**Exercise**
Write out all of the records precisely. Skip anything that is a picture.

Entries from a point annotation set
┄┄┄┄┄┄
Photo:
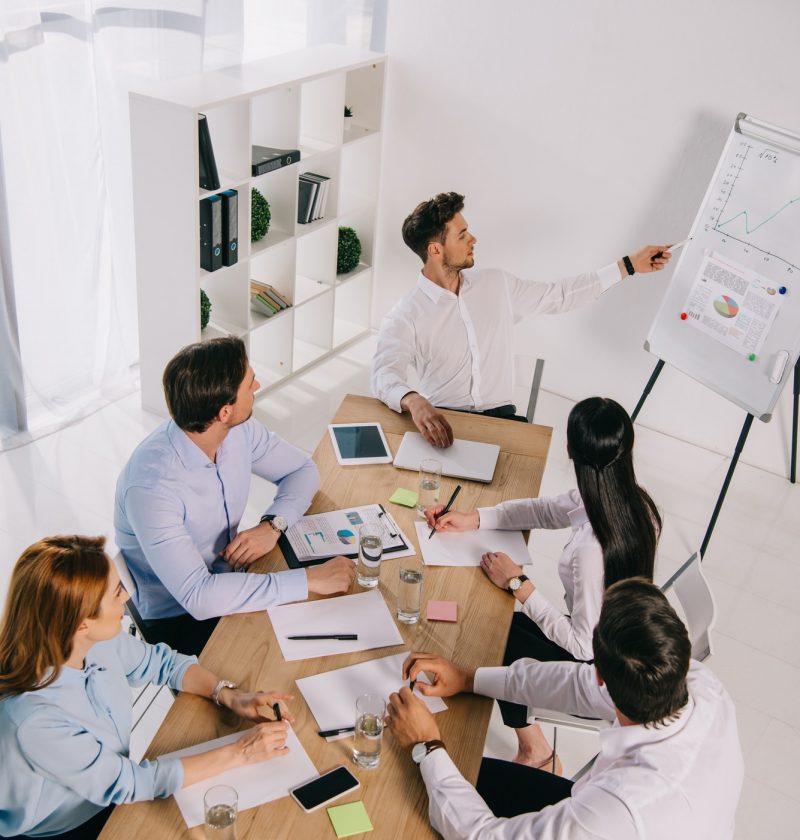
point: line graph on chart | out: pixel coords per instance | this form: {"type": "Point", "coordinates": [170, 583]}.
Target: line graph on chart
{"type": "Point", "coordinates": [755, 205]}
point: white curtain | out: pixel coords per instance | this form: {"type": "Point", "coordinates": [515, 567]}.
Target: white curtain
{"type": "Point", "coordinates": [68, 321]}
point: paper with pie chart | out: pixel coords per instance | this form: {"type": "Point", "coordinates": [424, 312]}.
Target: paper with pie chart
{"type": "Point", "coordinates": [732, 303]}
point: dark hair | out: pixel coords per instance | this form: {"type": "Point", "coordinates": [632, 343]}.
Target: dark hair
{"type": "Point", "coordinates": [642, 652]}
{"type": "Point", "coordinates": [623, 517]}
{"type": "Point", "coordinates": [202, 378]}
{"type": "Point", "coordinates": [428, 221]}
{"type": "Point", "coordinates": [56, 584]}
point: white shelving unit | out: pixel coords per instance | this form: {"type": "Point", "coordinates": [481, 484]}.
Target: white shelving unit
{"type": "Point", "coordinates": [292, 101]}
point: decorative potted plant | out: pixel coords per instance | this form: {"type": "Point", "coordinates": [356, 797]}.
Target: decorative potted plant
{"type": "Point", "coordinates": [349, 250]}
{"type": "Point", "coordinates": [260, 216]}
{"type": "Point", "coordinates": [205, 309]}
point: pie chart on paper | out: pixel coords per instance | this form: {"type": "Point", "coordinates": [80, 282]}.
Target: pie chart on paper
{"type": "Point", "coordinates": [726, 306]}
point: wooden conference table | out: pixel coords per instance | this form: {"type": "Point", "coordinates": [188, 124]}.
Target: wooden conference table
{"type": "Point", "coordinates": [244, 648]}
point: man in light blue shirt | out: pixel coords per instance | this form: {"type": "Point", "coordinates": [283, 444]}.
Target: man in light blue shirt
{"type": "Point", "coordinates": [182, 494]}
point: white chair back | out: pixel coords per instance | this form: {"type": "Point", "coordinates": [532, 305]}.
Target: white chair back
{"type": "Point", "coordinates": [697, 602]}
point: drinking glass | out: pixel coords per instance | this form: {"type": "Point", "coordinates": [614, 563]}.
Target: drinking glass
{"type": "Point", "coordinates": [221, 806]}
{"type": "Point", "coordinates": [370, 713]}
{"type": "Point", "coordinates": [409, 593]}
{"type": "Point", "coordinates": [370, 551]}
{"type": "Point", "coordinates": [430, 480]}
┄┄┄┄┄┄
**Completed exercise**
Photo:
point: line graph on chart | out: pixel coords per instance | this form: {"type": "Point", "coordinates": [170, 583]}.
Target: line graph on chart
{"type": "Point", "coordinates": [755, 205]}
point: white curtain | out: pixel coords per instance | this form: {"type": "Point", "coordinates": [515, 567]}.
Target: white curtain
{"type": "Point", "coordinates": [68, 321]}
point: paper with pie chart | out: pixel coords per instance | this form: {"type": "Point", "coordinates": [424, 312]}.
Target: paper with pie chart
{"type": "Point", "coordinates": [732, 303]}
point: dark hair | out: pixel coords per instance | this form: {"type": "Point", "coordinates": [632, 343]}.
Target: dark hair
{"type": "Point", "coordinates": [642, 652]}
{"type": "Point", "coordinates": [623, 517]}
{"type": "Point", "coordinates": [202, 378]}
{"type": "Point", "coordinates": [428, 221]}
{"type": "Point", "coordinates": [56, 584]}
point: white shelving unit | out: pixel coords per instance | this form: {"type": "Point", "coordinates": [481, 484]}.
Target: white shelving unit
{"type": "Point", "coordinates": [292, 101]}
point: decorative potted plant | out: pixel coords per instance | this form: {"type": "Point", "coordinates": [356, 797]}.
Target: decorative potted plant
{"type": "Point", "coordinates": [349, 250]}
{"type": "Point", "coordinates": [260, 216]}
{"type": "Point", "coordinates": [205, 309]}
point: pie chart on paper | out: pixel coords per instance | this form: {"type": "Point", "coordinates": [80, 282]}.
Target: pie chart on paper
{"type": "Point", "coordinates": [726, 306]}
point: wooden conference table | out: pixel coords per instance | this form: {"type": "Point", "coordinates": [188, 124]}.
Target: wooden conference table
{"type": "Point", "coordinates": [244, 648]}
point: man in light blue shirt | out: pixel coords per instance | this form: {"type": "Point", "coordinates": [283, 444]}.
Target: man in light blue shirt
{"type": "Point", "coordinates": [182, 494]}
point: white chair back | out: pixel coords per instance | this form: {"type": "Point", "coordinates": [532, 305]}.
Target: white chair back
{"type": "Point", "coordinates": [697, 602]}
point: drinking glass | out: pixel coords per instance | this form: {"type": "Point", "coordinates": [614, 563]}.
Target: drinking glass
{"type": "Point", "coordinates": [221, 806]}
{"type": "Point", "coordinates": [370, 713]}
{"type": "Point", "coordinates": [409, 593]}
{"type": "Point", "coordinates": [370, 551]}
{"type": "Point", "coordinates": [430, 480]}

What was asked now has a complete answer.